▸ Selected passage:
________________________________________
Meanwhile, the modern technoscientific revolution, including especially the great leap forward of computer-based information technology, has betrayed Nature a second time, by fostering the belief that the cocoons of urban and suburban material life are sufficient for human fulfillment. That is an especially serious mistake. Human nature is deeper and broader than the artifactual contrivance of any existing culture. The spiritual roots of Homo sapiens extend deep into the natural world through still mostly hidden channels of mental development. We will not reach our full potential without understanding the origin and hence meaning of the aesthetic and religious qualities that make us ineffably human.
Granted, many people seem content to live entirely within the synthetic ecosystems. But so are domestic animals content, even in the grotesquely abnormal habitats in which we rear them. This in my mind is a perversion. It is not the nature of human beings to be cattle in glorified feedlots. Every person deserves the option to travel easily in and out of the complex and primal world that gave us birth. We need freedom to roam across land owned by no one but protected by all, whose unchanging horizon is the same that bounded the world of our millennial ancestors. Only in what remains of Eden, teeming with life forms independent of us, is it possible to experience the kind of wonder that shaped the human psyche at its birth."
________________________________________
▸ Task 1:
Retype the entries below word for word, starting at the line that contains "Expected behaviour: the pointer locates the narrow" and continuing through the last line of the entries.

▸ Supplied data:
________________________________________
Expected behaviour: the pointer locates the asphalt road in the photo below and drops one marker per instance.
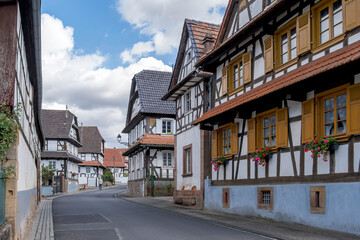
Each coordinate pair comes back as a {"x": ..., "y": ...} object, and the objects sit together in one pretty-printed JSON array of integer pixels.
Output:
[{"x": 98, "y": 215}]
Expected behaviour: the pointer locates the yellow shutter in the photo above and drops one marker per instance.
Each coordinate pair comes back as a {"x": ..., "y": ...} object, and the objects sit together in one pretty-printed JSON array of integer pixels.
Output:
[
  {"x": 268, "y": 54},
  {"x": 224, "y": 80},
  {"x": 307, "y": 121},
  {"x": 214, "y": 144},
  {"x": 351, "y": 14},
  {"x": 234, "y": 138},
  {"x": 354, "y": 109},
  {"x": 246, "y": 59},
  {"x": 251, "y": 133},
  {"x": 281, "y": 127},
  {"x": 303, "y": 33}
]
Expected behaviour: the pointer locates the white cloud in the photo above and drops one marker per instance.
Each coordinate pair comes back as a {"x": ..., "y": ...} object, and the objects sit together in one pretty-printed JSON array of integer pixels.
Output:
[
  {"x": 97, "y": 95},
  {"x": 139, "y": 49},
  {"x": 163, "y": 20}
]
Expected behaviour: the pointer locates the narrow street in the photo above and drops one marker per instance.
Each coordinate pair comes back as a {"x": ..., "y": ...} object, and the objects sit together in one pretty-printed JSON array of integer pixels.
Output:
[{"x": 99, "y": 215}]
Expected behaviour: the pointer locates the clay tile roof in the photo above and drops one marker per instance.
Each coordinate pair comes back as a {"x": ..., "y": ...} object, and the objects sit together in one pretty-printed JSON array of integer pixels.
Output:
________________________________________
▸ Task 2:
Reproduce the passage above on human nature and the natural world word for word, starting at the words "Meanwhile, the modern" and stopping after "us ineffably human.".

▸ Exercise solution 1:
Expected behaviour: the pointer locates the narrow street in the photo above and drops one marker per instance.
Each coordinate pair comes back as a {"x": ..., "y": ...} object, and the objects sit together in one pretty-printed JSON array of integer pixels.
Output:
[{"x": 99, "y": 215}]
Expected behaviour: the pointer locates the clay tile roof in the photo above and drops one marker per instance.
Each coordinate pair comes back as a {"x": ..., "y": ...} object, and the objects sit together in one pretty-printed JSON array of integer pixels.
Output:

▸ Exercise solution 2:
Meanwhile, the modern technoscientific revolution, including especially the great leap forward of computer-based information technology, has betrayed Nature a second time, by fostering the belief that the cocoons of urban and suburban material life are sufficient for human fulfillment. That is an especially serious mistake. Human nature is deeper and broader than the artifactual contrivance of any existing culture. The spiritual roots of Homo sapiens extend deep into the natural world through still mostly hidden channels of mental development. We will not reach our full potential without understanding the origin and hence meaning of the aesthetic and religious qualities that make us ineffably human.